▶ [What is asked] Please rewrite every one of the records below, putting "labeling audit" wherever "lane-usage review" occurs and keeping everything else the same.

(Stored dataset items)
....

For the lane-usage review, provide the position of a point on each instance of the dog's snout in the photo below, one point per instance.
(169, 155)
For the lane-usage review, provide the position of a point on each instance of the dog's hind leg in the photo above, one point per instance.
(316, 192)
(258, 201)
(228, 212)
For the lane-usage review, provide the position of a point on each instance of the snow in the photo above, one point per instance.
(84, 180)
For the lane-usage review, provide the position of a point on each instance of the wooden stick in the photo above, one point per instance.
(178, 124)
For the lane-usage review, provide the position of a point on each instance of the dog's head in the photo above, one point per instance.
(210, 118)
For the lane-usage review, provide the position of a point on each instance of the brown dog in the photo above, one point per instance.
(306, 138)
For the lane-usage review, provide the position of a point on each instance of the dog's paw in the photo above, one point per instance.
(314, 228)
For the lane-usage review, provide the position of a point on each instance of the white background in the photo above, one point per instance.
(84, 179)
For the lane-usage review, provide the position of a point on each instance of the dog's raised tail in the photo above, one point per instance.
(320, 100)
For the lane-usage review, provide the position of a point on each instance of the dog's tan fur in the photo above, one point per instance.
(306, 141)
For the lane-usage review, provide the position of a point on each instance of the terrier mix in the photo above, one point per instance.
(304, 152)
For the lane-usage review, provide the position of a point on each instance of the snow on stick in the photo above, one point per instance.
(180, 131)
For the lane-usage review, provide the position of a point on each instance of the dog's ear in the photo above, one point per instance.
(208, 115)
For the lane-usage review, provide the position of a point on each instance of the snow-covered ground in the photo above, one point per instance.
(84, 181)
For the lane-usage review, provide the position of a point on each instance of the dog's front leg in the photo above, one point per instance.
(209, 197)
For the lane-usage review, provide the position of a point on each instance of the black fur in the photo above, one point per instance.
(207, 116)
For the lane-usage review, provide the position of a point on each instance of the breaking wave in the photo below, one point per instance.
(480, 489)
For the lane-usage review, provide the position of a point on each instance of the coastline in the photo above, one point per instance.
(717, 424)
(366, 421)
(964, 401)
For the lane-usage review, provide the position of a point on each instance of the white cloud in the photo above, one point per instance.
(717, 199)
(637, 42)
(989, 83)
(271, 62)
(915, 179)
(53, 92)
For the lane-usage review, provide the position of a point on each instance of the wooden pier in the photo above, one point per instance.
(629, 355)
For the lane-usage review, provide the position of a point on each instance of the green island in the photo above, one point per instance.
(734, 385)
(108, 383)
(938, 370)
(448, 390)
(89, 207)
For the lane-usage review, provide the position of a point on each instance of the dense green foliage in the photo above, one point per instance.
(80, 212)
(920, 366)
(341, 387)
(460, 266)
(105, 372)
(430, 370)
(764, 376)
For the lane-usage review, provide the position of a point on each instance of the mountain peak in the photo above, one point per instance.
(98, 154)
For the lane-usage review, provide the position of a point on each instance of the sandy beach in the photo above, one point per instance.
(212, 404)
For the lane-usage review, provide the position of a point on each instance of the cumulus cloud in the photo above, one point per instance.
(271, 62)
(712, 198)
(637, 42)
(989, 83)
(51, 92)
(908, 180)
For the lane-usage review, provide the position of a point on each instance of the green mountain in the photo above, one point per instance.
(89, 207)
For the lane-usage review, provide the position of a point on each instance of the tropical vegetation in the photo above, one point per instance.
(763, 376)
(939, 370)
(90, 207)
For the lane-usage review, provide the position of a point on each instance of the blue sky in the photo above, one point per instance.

....

▶ [Exercise result]
For the labeling audit, provide the position of a point on each instance of the dog's snout in the photo below, one point per instance.
(169, 155)
For the labeling audit, provide the position of a point on each instance of the dog's hind leg in the photo above, one point per instance.
(316, 192)
(258, 201)
(228, 212)
For the labeling audit, provide the position of a point on each instance of the snow in the photo above, one point per instance.
(84, 180)
For the labeling audit, provide the position of a point on each instance of the wooden stick in the photo above, one point per instance.
(178, 124)
For the labeling audit, provide the position of a point on each instance of the dog's head in the photo above, one point per instance.
(210, 118)
For the labeling audit, provide the position of a point on each instance of the brown dog in the photo above, one point per instance.
(306, 138)
For the labeling audit, provide the position of a point on each instance of the dog's paw in the photo above, one point per instance.
(314, 228)
For the labeling audit, provide the position of a point on each instance of the white background in the photo above, one point per instance.
(84, 179)
For the labeling audit, provide the position of a point on each instance of the dog's raised tail in the photo above, one point per instance.
(320, 100)
For the labeling audit, provide the position of a point on each instance of the dog's tan fur in the photo above, one point per instance.
(306, 141)
For the labeling audit, provide the position of a point on each instance of the terrier mix in the photo above, one point per instance.
(304, 152)
For the labeling audit, provide the position of a point on each instance of the snow on stick in the photo above, one point per instance.
(180, 131)
For the labeling audit, provide the position of a point on each instance of the dog's ear in the photo above, one point per instance.
(208, 115)
For the labeling audit, provide the position of a point on each instance of the snow-covered ground in the photo above, one point per instance.
(84, 181)
For the labeling audit, provide the position of a point on each instance of the dog's front leg in the photo above, one point per instance.
(209, 197)
For the labeling audit, provide the position of a point on each instance of the black fur in the photo above, one point per instance.
(207, 116)
For the labeling audit, provide the position of a point on each instance of the breaking wave in the photo below, one point per instance.
(480, 489)
For the labeling audit, provide the position of a point on each instance of the coastline in the photo above, one point per instance.
(717, 424)
(366, 421)
(964, 401)
For the labeling audit, provide the position of a point on each instance of the white cloud in the photo above, one point per instance.
(717, 199)
(637, 42)
(989, 83)
(271, 62)
(915, 179)
(53, 92)
For the labeling audit, provide the position of a point on each instance of the wooden pier in the photo above, one point per instance.
(629, 355)
For the labeling audit, provide the position of a point on each instance of the green island in the photo above, one point per instance.
(734, 385)
(108, 383)
(938, 370)
(448, 390)
(89, 207)
For the labeling audit, provide the position of a point on each instance of the dense green foliage in the photo above, one point per instance.
(80, 212)
(920, 366)
(341, 387)
(460, 266)
(105, 372)
(430, 370)
(764, 376)
For the labeling audit, provide the position of a point on each instance of the mountain peak in the photo above, one point per instance.
(98, 154)
For the labeling audit, provide the position of a point on each instance of the sandy beach in the photo above, one point per instance.
(212, 404)
For the labeling audit, provide the position of a point on each instance of the cumulus cloud in the photo above, one point per instance.
(271, 62)
(712, 198)
(637, 42)
(989, 83)
(51, 92)
(908, 180)
For the labeling audit, provide the position of a point on each instance of the green mountain in the photo above, one point per instance.
(89, 207)
For the labeling audit, provide the position of a point on each instance of the tropical vegetation in the photo above, one point per instance.
(763, 376)
(939, 370)
(90, 207)
For the labeling audit, provide the position of a point on each instance of the blue sky in the photo above, one point per instance.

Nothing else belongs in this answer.